- EXERCISE AIM
Identify every line in the listing that contains the word "building", and copy each such line.

## START DATA FOR THIS EXERCISE

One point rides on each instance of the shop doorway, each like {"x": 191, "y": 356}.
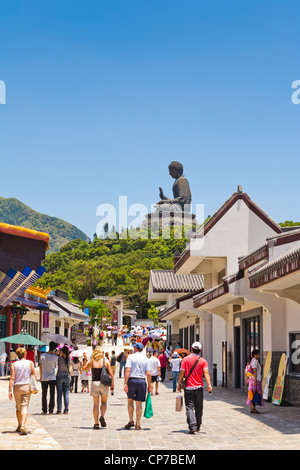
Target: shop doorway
{"x": 237, "y": 357}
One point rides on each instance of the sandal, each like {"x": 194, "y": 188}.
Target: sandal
{"x": 129, "y": 425}
{"x": 103, "y": 422}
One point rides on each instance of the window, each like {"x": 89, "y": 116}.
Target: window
{"x": 294, "y": 353}
{"x": 252, "y": 335}
{"x": 30, "y": 327}
{"x": 57, "y": 327}
{"x": 3, "y": 323}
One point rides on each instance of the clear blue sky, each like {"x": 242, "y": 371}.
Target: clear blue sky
{"x": 103, "y": 95}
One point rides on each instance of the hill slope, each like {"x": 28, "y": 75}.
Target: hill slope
{"x": 61, "y": 232}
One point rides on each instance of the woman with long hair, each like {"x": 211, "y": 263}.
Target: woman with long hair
{"x": 63, "y": 380}
{"x": 254, "y": 378}
{"x": 19, "y": 387}
{"x": 75, "y": 374}
{"x": 98, "y": 389}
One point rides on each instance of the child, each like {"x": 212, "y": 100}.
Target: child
{"x": 84, "y": 377}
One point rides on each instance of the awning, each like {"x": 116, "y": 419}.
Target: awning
{"x": 31, "y": 304}
{"x": 25, "y": 232}
{"x": 14, "y": 283}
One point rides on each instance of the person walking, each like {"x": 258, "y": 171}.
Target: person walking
{"x": 19, "y": 387}
{"x": 113, "y": 361}
{"x": 3, "y": 363}
{"x": 163, "y": 364}
{"x": 84, "y": 377}
{"x": 254, "y": 382}
{"x": 175, "y": 362}
{"x": 122, "y": 361}
{"x": 94, "y": 342}
{"x": 98, "y": 389}
{"x": 169, "y": 350}
{"x": 75, "y": 374}
{"x": 193, "y": 367}
{"x": 48, "y": 365}
{"x": 30, "y": 354}
{"x": 155, "y": 370}
{"x": 136, "y": 372}
{"x": 63, "y": 380}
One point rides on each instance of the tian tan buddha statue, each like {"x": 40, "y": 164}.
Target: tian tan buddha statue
{"x": 181, "y": 192}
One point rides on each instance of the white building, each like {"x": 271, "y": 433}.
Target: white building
{"x": 251, "y": 295}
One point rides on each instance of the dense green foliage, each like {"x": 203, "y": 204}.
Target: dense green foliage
{"x": 15, "y": 212}
{"x": 106, "y": 267}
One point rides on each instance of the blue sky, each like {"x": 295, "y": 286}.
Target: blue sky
{"x": 103, "y": 95}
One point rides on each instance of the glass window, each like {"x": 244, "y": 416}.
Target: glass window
{"x": 295, "y": 353}
{"x": 3, "y": 323}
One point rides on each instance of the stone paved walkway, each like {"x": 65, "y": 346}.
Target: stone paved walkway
{"x": 227, "y": 424}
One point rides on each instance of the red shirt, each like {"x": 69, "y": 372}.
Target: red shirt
{"x": 196, "y": 378}
{"x": 30, "y": 355}
{"x": 163, "y": 360}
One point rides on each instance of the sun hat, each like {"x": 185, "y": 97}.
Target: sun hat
{"x": 197, "y": 345}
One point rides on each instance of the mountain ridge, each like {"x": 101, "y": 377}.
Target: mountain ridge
{"x": 15, "y": 212}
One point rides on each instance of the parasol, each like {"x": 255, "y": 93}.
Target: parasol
{"x": 182, "y": 350}
{"x": 23, "y": 338}
{"x": 59, "y": 339}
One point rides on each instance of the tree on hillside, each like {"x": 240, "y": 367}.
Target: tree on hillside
{"x": 153, "y": 313}
{"x": 97, "y": 310}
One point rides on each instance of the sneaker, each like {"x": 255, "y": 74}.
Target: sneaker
{"x": 102, "y": 422}
{"x": 129, "y": 425}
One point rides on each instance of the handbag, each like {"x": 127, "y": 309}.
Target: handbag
{"x": 179, "y": 403}
{"x": 185, "y": 379}
{"x": 148, "y": 413}
{"x": 34, "y": 385}
{"x": 105, "y": 378}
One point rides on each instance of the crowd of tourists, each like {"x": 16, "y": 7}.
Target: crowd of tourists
{"x": 142, "y": 365}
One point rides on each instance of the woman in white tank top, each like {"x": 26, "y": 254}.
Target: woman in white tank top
{"x": 19, "y": 387}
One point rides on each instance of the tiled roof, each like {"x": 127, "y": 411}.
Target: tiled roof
{"x": 166, "y": 281}
{"x": 284, "y": 264}
{"x": 68, "y": 307}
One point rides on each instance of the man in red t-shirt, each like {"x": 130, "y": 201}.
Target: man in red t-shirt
{"x": 163, "y": 364}
{"x": 193, "y": 393}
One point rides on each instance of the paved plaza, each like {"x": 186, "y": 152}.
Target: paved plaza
{"x": 227, "y": 424}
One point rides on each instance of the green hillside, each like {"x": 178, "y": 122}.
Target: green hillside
{"x": 108, "y": 267}
{"x": 15, "y": 212}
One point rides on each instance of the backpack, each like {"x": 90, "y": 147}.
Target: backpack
{"x": 249, "y": 370}
{"x": 119, "y": 357}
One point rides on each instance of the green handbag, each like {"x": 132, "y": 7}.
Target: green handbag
{"x": 148, "y": 408}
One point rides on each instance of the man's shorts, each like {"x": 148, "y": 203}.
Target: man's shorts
{"x": 137, "y": 389}
{"x": 22, "y": 396}
{"x": 98, "y": 389}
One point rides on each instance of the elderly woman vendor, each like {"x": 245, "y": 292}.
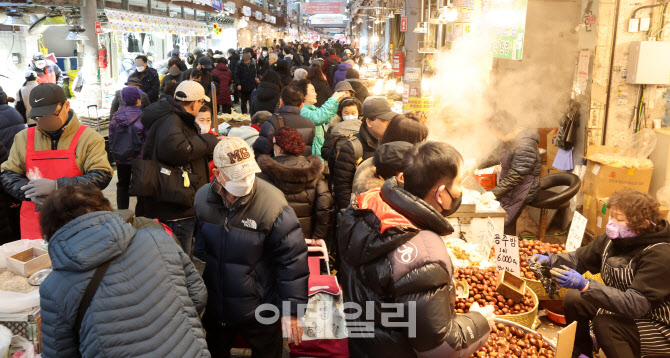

## END DATA FOR THIS EXERCISE

- RESULT BELOW
One point rides on each instance of the white building, each like {"x": 271, "y": 433}.
Target: white building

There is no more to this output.